- TASK INSTRUCTIONS
Skip any picture you find and retype all the remaining lines exactly.

- DATA LINES

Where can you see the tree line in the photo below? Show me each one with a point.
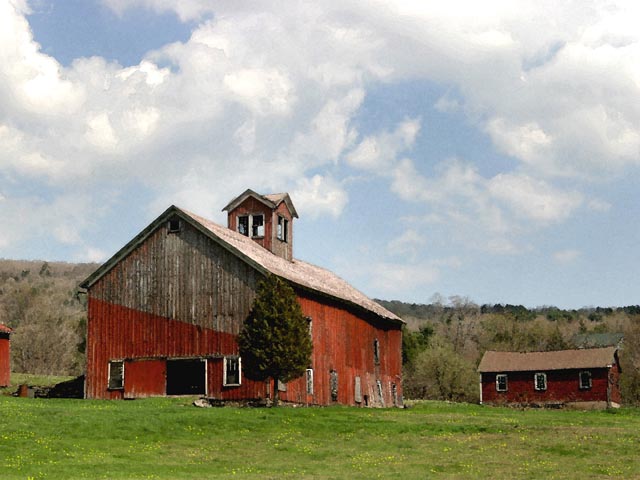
(444, 341)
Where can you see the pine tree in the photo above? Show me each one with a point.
(274, 341)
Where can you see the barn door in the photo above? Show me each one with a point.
(186, 377)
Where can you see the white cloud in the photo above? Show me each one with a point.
(534, 199)
(398, 278)
(379, 152)
(566, 256)
(319, 195)
(409, 243)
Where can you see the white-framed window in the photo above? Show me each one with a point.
(251, 225)
(380, 393)
(585, 379)
(116, 375)
(310, 381)
(282, 229)
(501, 382)
(540, 381)
(232, 372)
(333, 385)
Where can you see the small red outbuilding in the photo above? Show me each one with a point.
(5, 356)
(588, 377)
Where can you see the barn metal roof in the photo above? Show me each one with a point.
(303, 274)
(558, 360)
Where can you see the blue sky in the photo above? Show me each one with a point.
(490, 151)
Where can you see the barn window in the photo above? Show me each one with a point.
(251, 224)
(186, 376)
(540, 381)
(380, 393)
(174, 226)
(585, 380)
(116, 375)
(282, 229)
(358, 391)
(501, 382)
(333, 385)
(376, 352)
(243, 225)
(310, 381)
(232, 368)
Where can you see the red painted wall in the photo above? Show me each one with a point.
(5, 360)
(343, 342)
(562, 386)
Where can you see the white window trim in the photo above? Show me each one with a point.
(282, 227)
(506, 382)
(109, 387)
(224, 372)
(535, 381)
(585, 387)
(309, 378)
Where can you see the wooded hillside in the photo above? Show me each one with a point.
(39, 301)
(443, 341)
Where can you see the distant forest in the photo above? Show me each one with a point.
(443, 340)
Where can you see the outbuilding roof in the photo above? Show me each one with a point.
(302, 274)
(558, 360)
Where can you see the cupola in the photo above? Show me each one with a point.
(266, 219)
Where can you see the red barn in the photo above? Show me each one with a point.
(164, 313)
(587, 377)
(5, 356)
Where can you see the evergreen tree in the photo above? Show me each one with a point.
(274, 341)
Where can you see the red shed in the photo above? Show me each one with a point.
(164, 313)
(5, 356)
(587, 377)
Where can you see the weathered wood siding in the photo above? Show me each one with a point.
(343, 342)
(5, 360)
(183, 276)
(563, 386)
(181, 295)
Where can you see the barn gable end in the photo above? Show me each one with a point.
(171, 302)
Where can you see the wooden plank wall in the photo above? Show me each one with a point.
(184, 276)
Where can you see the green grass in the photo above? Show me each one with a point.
(169, 439)
(18, 379)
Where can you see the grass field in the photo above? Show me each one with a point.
(170, 439)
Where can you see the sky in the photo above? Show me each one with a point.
(488, 150)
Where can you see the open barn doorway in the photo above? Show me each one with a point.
(186, 377)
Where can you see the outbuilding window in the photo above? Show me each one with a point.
(501, 382)
(116, 375)
(540, 381)
(232, 371)
(585, 380)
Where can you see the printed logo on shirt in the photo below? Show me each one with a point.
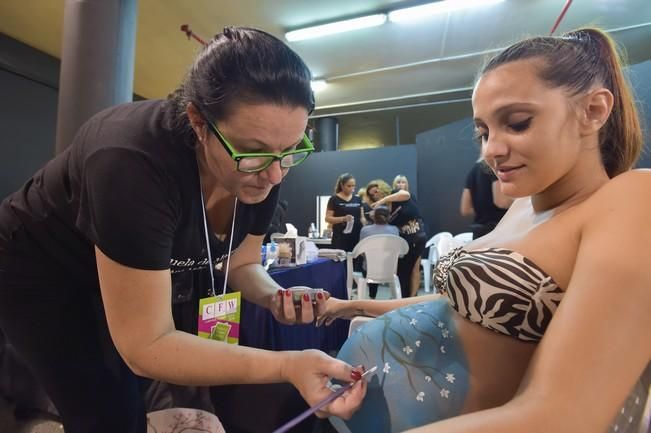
(194, 264)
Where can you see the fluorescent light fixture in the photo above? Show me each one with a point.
(318, 85)
(336, 27)
(426, 10)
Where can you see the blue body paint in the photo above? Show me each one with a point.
(422, 374)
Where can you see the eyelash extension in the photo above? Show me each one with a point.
(477, 136)
(521, 126)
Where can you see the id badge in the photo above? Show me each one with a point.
(219, 317)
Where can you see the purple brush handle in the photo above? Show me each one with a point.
(310, 411)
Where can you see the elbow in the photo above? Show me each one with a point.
(132, 361)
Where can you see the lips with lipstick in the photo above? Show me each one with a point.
(507, 172)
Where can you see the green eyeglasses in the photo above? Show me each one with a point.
(255, 162)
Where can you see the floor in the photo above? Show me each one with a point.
(12, 421)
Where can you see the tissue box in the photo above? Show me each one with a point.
(298, 247)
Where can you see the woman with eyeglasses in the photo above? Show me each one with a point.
(543, 325)
(150, 200)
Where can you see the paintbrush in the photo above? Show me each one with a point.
(284, 428)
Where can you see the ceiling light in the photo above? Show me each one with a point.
(336, 27)
(426, 10)
(318, 85)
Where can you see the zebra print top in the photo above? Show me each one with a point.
(500, 290)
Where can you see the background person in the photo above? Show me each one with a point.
(93, 247)
(401, 182)
(406, 216)
(483, 200)
(345, 206)
(541, 326)
(380, 226)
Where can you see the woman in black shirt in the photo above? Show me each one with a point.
(345, 206)
(98, 243)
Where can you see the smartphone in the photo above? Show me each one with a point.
(299, 291)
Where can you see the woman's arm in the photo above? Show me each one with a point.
(345, 309)
(597, 344)
(465, 207)
(247, 275)
(138, 311)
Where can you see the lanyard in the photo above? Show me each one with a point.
(230, 244)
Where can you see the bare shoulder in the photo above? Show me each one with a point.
(620, 211)
(628, 185)
(625, 193)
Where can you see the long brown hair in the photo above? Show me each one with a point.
(578, 61)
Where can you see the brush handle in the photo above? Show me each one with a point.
(285, 427)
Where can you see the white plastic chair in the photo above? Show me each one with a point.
(381, 253)
(462, 239)
(439, 245)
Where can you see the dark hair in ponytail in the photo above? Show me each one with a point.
(578, 61)
(241, 65)
(342, 180)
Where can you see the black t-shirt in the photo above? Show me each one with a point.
(127, 184)
(480, 183)
(341, 207)
(402, 212)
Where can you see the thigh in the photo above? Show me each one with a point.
(61, 332)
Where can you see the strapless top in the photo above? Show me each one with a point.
(500, 290)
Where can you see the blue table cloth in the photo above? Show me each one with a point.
(260, 329)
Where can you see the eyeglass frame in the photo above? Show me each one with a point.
(237, 157)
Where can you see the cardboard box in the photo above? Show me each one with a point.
(297, 247)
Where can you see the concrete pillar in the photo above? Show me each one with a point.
(97, 61)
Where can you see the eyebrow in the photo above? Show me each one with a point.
(514, 106)
(265, 145)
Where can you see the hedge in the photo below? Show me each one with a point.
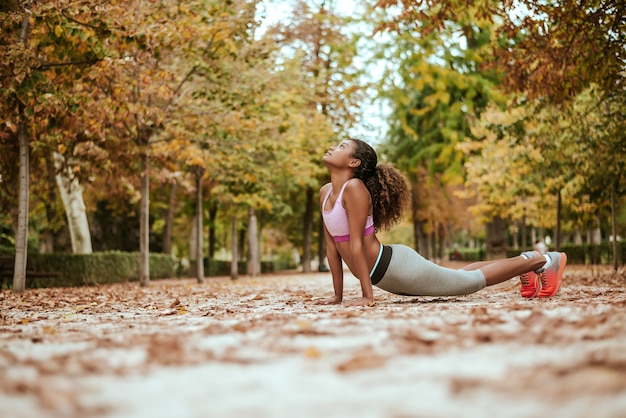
(95, 268)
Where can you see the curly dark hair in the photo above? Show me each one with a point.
(388, 187)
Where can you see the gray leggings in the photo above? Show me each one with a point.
(411, 274)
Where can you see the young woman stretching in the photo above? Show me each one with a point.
(363, 197)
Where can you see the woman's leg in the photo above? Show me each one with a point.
(478, 265)
(498, 271)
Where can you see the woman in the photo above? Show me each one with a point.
(363, 197)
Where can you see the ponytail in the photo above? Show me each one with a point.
(387, 186)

- FINAL RESULT
Where can you see the tree line in the photo below? Show me each one with a point.
(444, 341)
Where can you see the pine tree in the photo above? Show me each one with a point.
(274, 341)
Where can you see the barn door in the photo above? Show me each one with a point.
(186, 377)
Where can you see the white cloud in the photo above? Show me each one with a point.
(534, 199)
(398, 278)
(379, 152)
(566, 256)
(319, 195)
(409, 243)
Where can you see the white-framed window in the photo above? Show me each one with a point.
(251, 225)
(380, 393)
(585, 379)
(116, 375)
(310, 381)
(282, 229)
(501, 382)
(540, 381)
(232, 372)
(333, 385)
Where can you see the small red outbuilding in the photo above? Show me each one with a point.
(5, 356)
(588, 377)
Where can you see the barn metal roof in the photo above? Show me each one with a point.
(303, 274)
(558, 360)
Where can you see the blue sky in the photo above? Show me each one with a point.
(490, 151)
Where can you see the barn window in the photo above? Show me each one with a point.
(251, 224)
(186, 376)
(540, 381)
(380, 393)
(174, 226)
(585, 380)
(116, 375)
(282, 229)
(358, 391)
(501, 382)
(333, 385)
(376, 352)
(243, 225)
(310, 381)
(232, 368)
Where can you see the red painted wall in the photo above? Show me each one with a point.
(5, 360)
(343, 342)
(562, 386)
Where can you see the white window trim in the photo above? Show me each one with a point.
(282, 227)
(506, 382)
(109, 387)
(224, 372)
(535, 381)
(585, 387)
(309, 378)
Where can you see the wooded hillside in the photo above? Show me each one with a point.
(39, 301)
(443, 341)
Where can you see the distant forest in the photo above? Show me each one with a point.
(443, 340)
Where can you see the outbuilding roof in the photo above? Show me each one with a point.
(302, 274)
(558, 360)
Where can you see the cupola in the photo above? Show me each one with a point.
(266, 219)
Where can you see the red barn in the photo above? Show me each one with a point.
(164, 313)
(587, 377)
(5, 356)
Where can you see the evergreen tree in the photo above? Show me each one with a point.
(274, 341)
Where can you see the red shed in the photo above? Show me each one with a point.
(164, 313)
(5, 356)
(587, 377)
Where can you see the weathered wood siding in the photo above? Show me each one with a point.
(343, 342)
(5, 360)
(183, 276)
(563, 386)
(181, 295)
Where can you see the barn gable end in the photo above? Show me each one with a point.
(171, 302)
Where can you see the wooden plank wall in the photo above? Show me each one with a point.
(184, 276)
Where can you see the green grass in the photo above? Show me each one with a point.
(169, 439)
(18, 379)
Where can you see the grass field in the photo above? Show me each one with a point.
(170, 439)
Where can you see the sky in the photo above? Show me each one with a point.
(488, 150)
Where can you see the open barn doorway in the photo above? Show me each one with a point.
(186, 377)
Where can you see the outbuilding window in the photo above? Show me each one with a point.
(501, 382)
(116, 375)
(540, 381)
(232, 371)
(585, 380)
Where can you see the printed logo on shirt in the photo below? Show me each one with a point.
(194, 264)
Where can you see the fluorescent light fixture in the photo above? Show me each one with a point.
(318, 85)
(336, 27)
(426, 10)
Where can you see the blue body paint in the photo above? Show me each one with a point.
(422, 374)
Where can you see the eyelash extension in the photo above? Show me each one with a point.
(477, 136)
(521, 126)
Where can you see the id badge in the photo above? Show me each one with a point.
(219, 317)
Where can you see the purple brush handle in the photo above? Show me each one with a point.
(310, 411)
Where can you see the elbow in the photo above? Show me each one with a point.
(132, 361)
Where can you see the lips with lipstick in the photo above? Show me each one with a point.
(507, 172)
Where can you see the green eyeglasses in the photo above? Show me each one with a point.
(255, 162)
Where can you see the floor in the photo above? Show me each one with a point.
(12, 421)
Where can you see the tissue box in the photo above? Show me each one with a point.
(298, 247)
Where can you see the woman with eyeglasses in the photo above? Show me each one with a point.
(543, 325)
(150, 200)
Where can you see the paintbrush in the photo above? Show me each one with a point.
(284, 428)
Where can you see the ceiling light in the photo above? Show me each one with a point.
(336, 27)
(426, 10)
(318, 85)
Where can you see the zebra print top in the photo above? Show me each one with a point.
(500, 290)
Where can you see the background person in the photo above? Show me each one with a point.
(93, 247)
(401, 182)
(406, 216)
(483, 200)
(345, 206)
(541, 326)
(380, 226)
Where can you see the woman in black shirt in the photo above? Show me each one with a point.
(345, 206)
(98, 243)
Where can you see the smartphone in the photo above? Show me each one with a point.
(299, 291)
Where can you see the woman's arm in the photo above? Show me each one with a point.
(345, 309)
(597, 344)
(465, 207)
(247, 275)
(138, 311)
Where can you see the lanyard in the photo above? Show me each one with a point.
(230, 244)
Where can you see the bare shoulder in the photo above? Show me each one with a point.
(620, 211)
(628, 185)
(625, 193)
Where can you see the long brown hair in the photo above? Show me each one with a point.
(578, 61)
Where can you see the brush handle in the photo above? Show me each one with a point.
(285, 427)
Where can you see the white plastic chair in the photo above? Show me each one with a point.
(381, 253)
(462, 239)
(439, 245)
Where can you see the dark hair in ponytail in the photo above? Show me each one with a point.
(578, 61)
(241, 65)
(342, 180)
Where can you see the black t-shirt in the photo above? Show me each one with a point.
(127, 184)
(480, 183)
(341, 207)
(402, 212)
Where can you see the thigh in the photo above? Show me each one with a point.
(61, 332)
Where can you see the strapless top in the photo above? Show me each one with a point.
(500, 290)
Where can you see the blue table cloth in the photo above? Show me each one with a point.
(260, 329)
Where can you see the eyeglass frame in the photo above? Show me each one with a point.
(237, 157)
Where can you see the cardboard box in the photo above? Show me each one with a point.
(297, 247)
Where can you see the concrete pillar in the photo above? Show me each one with a point.
(97, 61)
Where can you see the eyebrow in the photo above? Show me each one with a point.
(514, 106)
(265, 145)
Where can you see the hedge in the photo below? Show me each one with a point.
(95, 268)
Where can you see the curly dark hair in the photo above? Show me each one with a point.
(388, 187)
Where can you see the gray leggings in the photo above? Show me each one with a point.
(411, 274)
Where can you see the young woman stretching in the photo above? Show me each one with a point.
(363, 197)
Where can you see the woman's leg in the photo above? Show me each one with a point.
(478, 265)
(498, 271)
Where can you see the woman in the photo above? Show me each one with a point.
(363, 197)
Where can you see the ponytail in the photo above? Show me each one with a point.
(387, 186)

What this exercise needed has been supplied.